*How to complete this task*.
Down to the last line below, repeat the entries word for word and drop the pictures.

---------- Raw data ----------

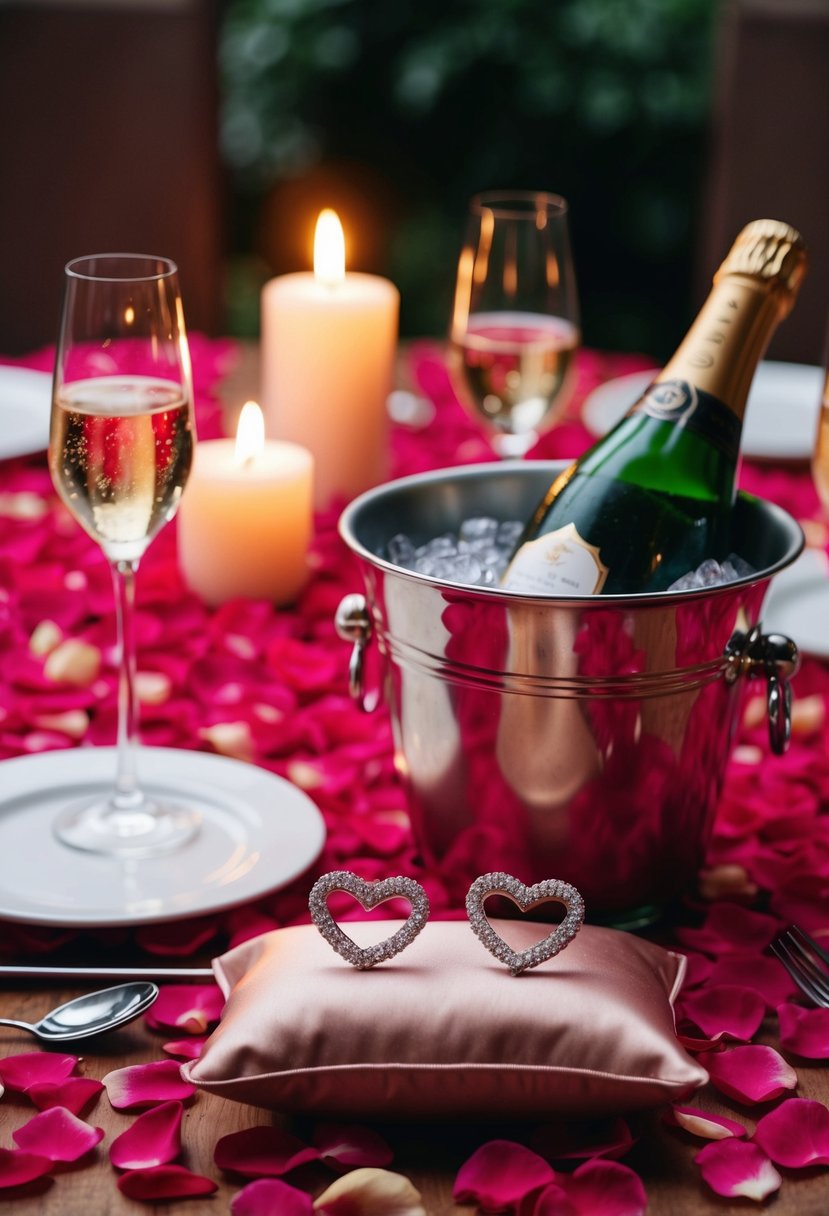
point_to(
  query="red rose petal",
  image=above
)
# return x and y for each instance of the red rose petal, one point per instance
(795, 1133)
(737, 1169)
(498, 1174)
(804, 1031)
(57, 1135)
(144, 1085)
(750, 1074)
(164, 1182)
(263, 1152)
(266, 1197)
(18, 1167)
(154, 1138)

----------

*Solution for this problem*.
point_to(
  query="red rose petal",
  image=above
)
# return x and y for each instance of the red rose petal, one point per instance
(795, 1133)
(737, 1169)
(498, 1174)
(804, 1031)
(57, 1135)
(144, 1085)
(750, 1074)
(164, 1182)
(263, 1152)
(266, 1197)
(18, 1167)
(154, 1138)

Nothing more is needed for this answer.